Record extracts Start Marker
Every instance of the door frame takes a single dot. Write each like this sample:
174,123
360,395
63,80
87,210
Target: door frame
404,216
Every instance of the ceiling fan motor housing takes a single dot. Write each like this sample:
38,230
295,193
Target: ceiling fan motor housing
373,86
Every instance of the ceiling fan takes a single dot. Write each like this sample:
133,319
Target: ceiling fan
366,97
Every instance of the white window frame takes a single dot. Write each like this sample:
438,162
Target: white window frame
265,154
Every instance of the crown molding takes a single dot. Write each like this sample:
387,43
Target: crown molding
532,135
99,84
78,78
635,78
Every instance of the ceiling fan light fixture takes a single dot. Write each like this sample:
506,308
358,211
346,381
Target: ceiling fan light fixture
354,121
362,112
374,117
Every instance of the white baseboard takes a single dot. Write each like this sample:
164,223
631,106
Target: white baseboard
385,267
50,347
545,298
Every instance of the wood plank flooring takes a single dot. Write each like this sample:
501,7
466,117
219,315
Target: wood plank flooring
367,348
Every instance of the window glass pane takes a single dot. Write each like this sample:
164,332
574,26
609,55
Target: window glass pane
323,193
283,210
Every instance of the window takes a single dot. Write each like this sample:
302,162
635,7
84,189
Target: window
Record extracts End Marker
**Task to complete**.
The answer must be every record above, repeated exactly as written.

**Written answer**.
Every instance of the door frame takes a single dot. Write each like this sample:
174,123
360,395
63,80
87,210
Target: door frame
404,216
Every instance of the ceiling fan motor housing takes a single dot. Write each like this sample:
38,230
295,193
Target: ceiling fan motor housing
373,86
Every instance of the ceiling fan takes a single dot. Write each like this sample:
133,319
Target: ceiling fan
366,97
Every instance of the white window frame takes a single dot. Write each like this sample:
438,162
Target: white window frame
265,154
Every instance of the crown molding takes a single dot. Write each like this sample:
387,43
Target: crown molding
532,135
99,84
78,78
635,78
Every instance of the ceiling fan light fixture takes a single dot. Write each like this sample:
506,308
358,211
346,381
Target: ceiling fan light fixture
354,121
362,112
374,117
Every instance of the white baseboard takes a single dot. Write each like this sample:
164,223
631,106
Target: white baseboard
385,267
50,347
545,298
Every instance of the wood plank flooring takes a single dot. Write each like this sample:
501,7
466,117
219,315
Target: wood plank flooring
367,348
Every instance of the window glass pane takes a single dot. Write each like this sample:
164,332
574,26
609,55
Target: window glass pane
323,193
283,210
Every instance of the window takes a single dot. Write each like this sample:
302,162
635,7
84,189
Target: window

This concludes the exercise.